We fitted logarithmic equations to represent prevalence of indoor tanning by age during the lifespan, reflecting a steep increase in prevalence during youth and leveling as individuals aged (eFigure 3 in the Supplement). We applied the pooled past-year exposure for adolescents as the starting point and imputed the rates throughout later life up to a maximum rate, which was the pooled estimate of ever exposure in adults.^15,16 For the regulation strategies, we assumed 1% prevalence among minors and 2% prevalence among adults, allowing for private indoor tanning use. We assumed that when prohibition of use by minors occurred, prevalence would spike at 18 years of age but would be lower than current rates by approximately 4 percentage points and would remain proportionally lower thereafter.

Saved entries
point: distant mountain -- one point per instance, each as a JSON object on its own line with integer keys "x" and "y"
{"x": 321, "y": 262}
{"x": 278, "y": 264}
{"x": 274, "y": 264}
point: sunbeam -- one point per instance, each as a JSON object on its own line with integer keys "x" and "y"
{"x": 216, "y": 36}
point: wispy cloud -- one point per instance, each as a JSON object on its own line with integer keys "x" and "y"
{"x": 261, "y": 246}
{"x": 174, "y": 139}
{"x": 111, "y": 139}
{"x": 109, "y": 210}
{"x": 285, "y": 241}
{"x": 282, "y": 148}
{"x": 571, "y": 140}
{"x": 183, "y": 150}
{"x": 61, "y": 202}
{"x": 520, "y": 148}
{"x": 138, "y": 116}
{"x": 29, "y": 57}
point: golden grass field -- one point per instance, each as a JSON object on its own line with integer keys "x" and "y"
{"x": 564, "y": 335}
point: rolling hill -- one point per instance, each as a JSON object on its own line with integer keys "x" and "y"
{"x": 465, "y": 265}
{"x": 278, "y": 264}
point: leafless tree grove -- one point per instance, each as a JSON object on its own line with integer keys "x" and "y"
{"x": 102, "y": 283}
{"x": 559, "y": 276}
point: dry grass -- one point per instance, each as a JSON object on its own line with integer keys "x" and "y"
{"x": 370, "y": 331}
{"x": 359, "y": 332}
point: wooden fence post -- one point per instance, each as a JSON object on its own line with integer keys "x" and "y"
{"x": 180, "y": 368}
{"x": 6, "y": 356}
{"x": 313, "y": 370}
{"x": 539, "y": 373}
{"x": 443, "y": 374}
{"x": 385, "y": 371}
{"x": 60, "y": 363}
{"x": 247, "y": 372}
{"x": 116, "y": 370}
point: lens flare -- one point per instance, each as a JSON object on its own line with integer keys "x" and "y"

→ **Apply what you read**:
**a)** Answer these questions from the indoor tanning passage:
(i) What type of equations were fitted to represent indoor tanning prevalence by age?
(ii) What prevalence among adults was assumed for the regulation strategies?
(iii) At what age would prevalence spike after use by minors was prohibited?
**b)** Carry the indoor tanning passage forward from its final sentence.

→ **Results for the exercise**:
**a)**
(i) Logarithmic equations
(ii) 2%
(iii) 18 years

**b)**
In a meta-analysis,¹⁸ the estimated relative risk of developing melanoma from indoor tanning was 1.59 (95% CI, 1.36-1.85) when first exposure occurred at younger than 35 years.¹⁸ This estimate was applied to both continents, and the 95% CIs were tested in sensitivity analyses. The relative risk of developing keratinocyte carcinoma¹⁹ among indoor tanners was determined using the combined risks of BCC and SCC weighted by the ratios of BCC to SCC prevalence in the United States (BCC to SCC ratio, 2.5:1¹) and Europe (BCC to SCC ratio, 6.8:1²⁰). Incidence of keratinocyte carcinomas was estimated from epidemiologic reports^1,20 and inflated to 2018 estimates based on annual growth rates (Table 1).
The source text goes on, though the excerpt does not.